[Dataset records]
▶

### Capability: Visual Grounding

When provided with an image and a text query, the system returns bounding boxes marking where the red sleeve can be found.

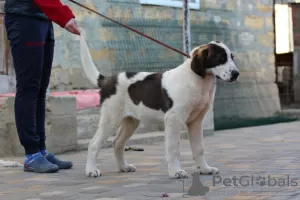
[34,0,75,28]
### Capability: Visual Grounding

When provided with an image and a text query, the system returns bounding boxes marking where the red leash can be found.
[68,0,191,58]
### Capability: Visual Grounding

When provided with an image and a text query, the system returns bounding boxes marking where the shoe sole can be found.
[58,164,73,170]
[24,167,59,173]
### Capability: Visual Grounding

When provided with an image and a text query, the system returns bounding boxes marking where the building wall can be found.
[1,0,281,121]
[52,0,280,120]
[292,4,300,46]
[0,0,16,94]
[291,3,300,103]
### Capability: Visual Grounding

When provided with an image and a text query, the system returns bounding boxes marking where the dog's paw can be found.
[85,165,102,177]
[169,169,188,179]
[119,164,136,173]
[197,166,219,175]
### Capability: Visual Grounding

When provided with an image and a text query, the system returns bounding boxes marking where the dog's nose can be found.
[230,70,240,81]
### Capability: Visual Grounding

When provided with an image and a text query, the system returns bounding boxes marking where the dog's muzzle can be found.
[230,70,240,82]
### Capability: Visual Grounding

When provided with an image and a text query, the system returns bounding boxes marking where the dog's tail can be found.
[80,34,101,86]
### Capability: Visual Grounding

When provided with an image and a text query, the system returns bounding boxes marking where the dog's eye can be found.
[219,55,227,62]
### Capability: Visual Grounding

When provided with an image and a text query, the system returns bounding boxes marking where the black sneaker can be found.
[45,153,73,169]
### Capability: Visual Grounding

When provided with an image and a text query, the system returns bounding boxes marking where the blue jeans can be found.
[5,14,54,154]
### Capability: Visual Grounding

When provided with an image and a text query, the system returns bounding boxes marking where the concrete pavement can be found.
[1,121,300,200]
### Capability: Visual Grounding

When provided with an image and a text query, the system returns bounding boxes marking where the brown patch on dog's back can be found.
[98,75,118,105]
[128,73,173,113]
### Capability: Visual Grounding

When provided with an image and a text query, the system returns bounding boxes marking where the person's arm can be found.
[33,0,75,28]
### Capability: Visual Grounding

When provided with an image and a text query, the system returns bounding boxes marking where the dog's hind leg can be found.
[85,111,121,177]
[113,116,140,172]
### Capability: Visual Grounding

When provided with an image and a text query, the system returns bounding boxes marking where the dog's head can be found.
[190,41,239,82]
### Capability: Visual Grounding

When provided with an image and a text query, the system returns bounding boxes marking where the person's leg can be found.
[36,22,73,169]
[5,14,58,173]
[36,22,54,152]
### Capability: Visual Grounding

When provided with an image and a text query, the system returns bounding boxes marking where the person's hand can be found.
[65,18,80,35]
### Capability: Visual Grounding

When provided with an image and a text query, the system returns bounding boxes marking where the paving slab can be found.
[1,121,300,200]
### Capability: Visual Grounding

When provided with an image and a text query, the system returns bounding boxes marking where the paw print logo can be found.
[187,172,209,196]
[255,176,266,186]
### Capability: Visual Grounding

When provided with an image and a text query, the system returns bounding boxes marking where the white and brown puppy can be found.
[80,35,239,179]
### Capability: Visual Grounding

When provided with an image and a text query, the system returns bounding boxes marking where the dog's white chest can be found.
[186,82,212,106]
[185,82,215,123]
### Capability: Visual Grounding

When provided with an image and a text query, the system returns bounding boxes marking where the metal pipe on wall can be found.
[183,0,191,60]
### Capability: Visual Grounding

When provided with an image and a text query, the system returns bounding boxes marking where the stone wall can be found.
[0,96,77,157]
[51,0,280,121]
[0,0,281,125]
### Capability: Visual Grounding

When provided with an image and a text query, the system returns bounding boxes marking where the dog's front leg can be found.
[164,114,187,179]
[187,116,219,175]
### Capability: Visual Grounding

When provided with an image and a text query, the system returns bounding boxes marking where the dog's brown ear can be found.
[191,47,208,78]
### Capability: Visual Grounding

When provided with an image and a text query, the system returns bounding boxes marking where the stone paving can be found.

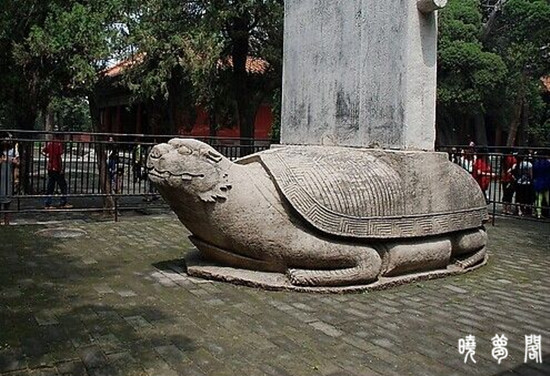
[0,214,548,376]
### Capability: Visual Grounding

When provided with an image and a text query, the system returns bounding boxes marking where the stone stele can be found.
[282,0,447,150]
[147,139,488,291]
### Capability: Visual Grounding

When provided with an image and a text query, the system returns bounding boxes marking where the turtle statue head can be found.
[147,138,232,203]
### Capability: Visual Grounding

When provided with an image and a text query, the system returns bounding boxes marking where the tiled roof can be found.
[217,56,269,74]
[101,54,268,78]
[101,54,145,77]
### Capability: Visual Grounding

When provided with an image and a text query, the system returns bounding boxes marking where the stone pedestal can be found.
[147,140,488,291]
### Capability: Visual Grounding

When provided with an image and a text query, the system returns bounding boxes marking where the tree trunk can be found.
[168,72,197,136]
[230,14,253,143]
[518,99,529,146]
[147,100,164,135]
[44,108,54,132]
[44,106,55,141]
[494,121,503,146]
[506,74,527,146]
[473,113,488,146]
[457,114,470,145]
[89,93,103,133]
[482,0,509,41]
[208,111,217,137]
[89,94,114,209]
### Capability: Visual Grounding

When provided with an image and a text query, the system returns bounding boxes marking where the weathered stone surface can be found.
[184,247,488,293]
[254,146,486,238]
[380,239,452,277]
[451,229,488,256]
[281,0,441,150]
[147,139,488,288]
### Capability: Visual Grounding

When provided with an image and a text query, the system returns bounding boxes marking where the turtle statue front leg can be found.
[287,245,382,287]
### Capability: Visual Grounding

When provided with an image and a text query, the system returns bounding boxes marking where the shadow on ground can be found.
[0,220,196,375]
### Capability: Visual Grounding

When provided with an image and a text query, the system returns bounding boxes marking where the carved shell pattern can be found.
[256,146,486,239]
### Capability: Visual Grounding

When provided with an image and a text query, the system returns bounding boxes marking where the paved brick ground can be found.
[0,215,548,376]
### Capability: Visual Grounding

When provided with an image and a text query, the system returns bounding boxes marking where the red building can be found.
[94,57,274,140]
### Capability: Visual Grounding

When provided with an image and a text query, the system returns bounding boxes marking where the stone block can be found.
[282,0,441,150]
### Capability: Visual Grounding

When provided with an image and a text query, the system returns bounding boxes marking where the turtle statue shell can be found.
[238,146,487,239]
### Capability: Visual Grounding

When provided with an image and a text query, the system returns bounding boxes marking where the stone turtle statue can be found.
[147,139,487,288]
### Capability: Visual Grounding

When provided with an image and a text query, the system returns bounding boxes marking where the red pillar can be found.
[116,106,122,133]
[136,103,143,134]
[104,107,112,133]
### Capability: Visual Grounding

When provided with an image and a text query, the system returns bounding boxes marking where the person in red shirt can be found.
[472,147,496,203]
[42,134,72,209]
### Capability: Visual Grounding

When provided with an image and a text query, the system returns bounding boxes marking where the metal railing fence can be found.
[2,132,549,224]
[438,146,550,224]
[0,130,272,219]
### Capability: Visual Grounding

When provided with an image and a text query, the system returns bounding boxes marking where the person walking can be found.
[500,150,517,215]
[43,134,72,209]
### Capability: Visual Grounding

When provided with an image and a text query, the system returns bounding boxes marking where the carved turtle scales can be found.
[238,146,487,239]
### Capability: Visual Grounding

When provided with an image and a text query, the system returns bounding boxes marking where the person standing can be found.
[512,153,534,217]
[0,134,19,224]
[472,148,496,203]
[533,154,550,219]
[43,134,72,209]
[458,148,476,174]
[132,140,143,182]
[107,138,124,194]
[500,151,517,215]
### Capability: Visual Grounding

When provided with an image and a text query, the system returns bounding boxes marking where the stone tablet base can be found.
[183,249,488,294]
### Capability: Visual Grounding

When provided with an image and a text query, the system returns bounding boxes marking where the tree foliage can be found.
[0,0,123,129]
[38,97,93,132]
[115,0,283,137]
[1,0,547,146]
[437,0,550,146]
[437,0,508,144]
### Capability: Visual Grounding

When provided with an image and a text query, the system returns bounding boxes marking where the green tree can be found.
[0,0,125,195]
[117,0,283,138]
[437,0,508,145]
[483,0,550,146]
[0,0,124,129]
[437,0,550,146]
[37,97,93,132]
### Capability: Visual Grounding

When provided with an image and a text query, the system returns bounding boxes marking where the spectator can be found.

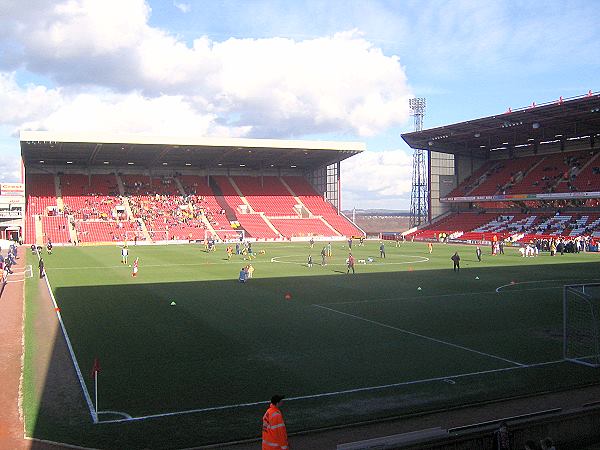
[540,437,556,450]
[494,421,510,450]
[524,439,540,450]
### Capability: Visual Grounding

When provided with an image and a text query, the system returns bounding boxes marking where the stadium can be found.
[2,92,600,450]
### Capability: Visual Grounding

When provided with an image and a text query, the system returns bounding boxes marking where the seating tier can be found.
[236,214,279,239]
[42,216,70,243]
[283,176,362,237]
[270,218,334,238]
[232,176,298,216]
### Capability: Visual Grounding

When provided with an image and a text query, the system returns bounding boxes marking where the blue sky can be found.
[0,1,598,209]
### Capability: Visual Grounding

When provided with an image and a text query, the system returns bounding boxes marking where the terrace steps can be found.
[227,176,255,213]
[174,177,186,195]
[319,216,342,236]
[35,215,43,245]
[280,176,314,217]
[259,212,283,237]
[54,175,65,211]
[67,215,78,243]
[208,177,237,222]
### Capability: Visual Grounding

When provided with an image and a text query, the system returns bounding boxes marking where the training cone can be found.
[417,286,422,291]
[284,292,292,300]
[475,276,479,280]
[170,301,176,306]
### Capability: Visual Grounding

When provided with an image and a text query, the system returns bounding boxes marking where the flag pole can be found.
[94,370,98,413]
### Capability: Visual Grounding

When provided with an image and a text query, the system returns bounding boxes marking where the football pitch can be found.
[25,241,600,448]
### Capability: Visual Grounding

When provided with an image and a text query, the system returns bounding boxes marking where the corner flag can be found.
[91,357,101,377]
[92,357,101,413]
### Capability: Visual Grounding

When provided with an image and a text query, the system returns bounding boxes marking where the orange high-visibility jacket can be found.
[262,404,288,449]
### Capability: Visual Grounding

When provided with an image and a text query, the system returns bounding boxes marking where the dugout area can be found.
[23,241,600,448]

◀

_Task description_:
Output the lines from the one with "jacket can be found." to the final line of the entries above, exactly as they stand, please, and nothing else.

_Result_:
When provided with an image and a text query, the system returns bounding boxes marking where the orange high-visibility jacket can be found.
[262,404,288,449]
### Capability: Visual Grounding

When provided with an image and a text query, the system returns bounding boxes marking where the dugout area can be found.
[23,241,600,448]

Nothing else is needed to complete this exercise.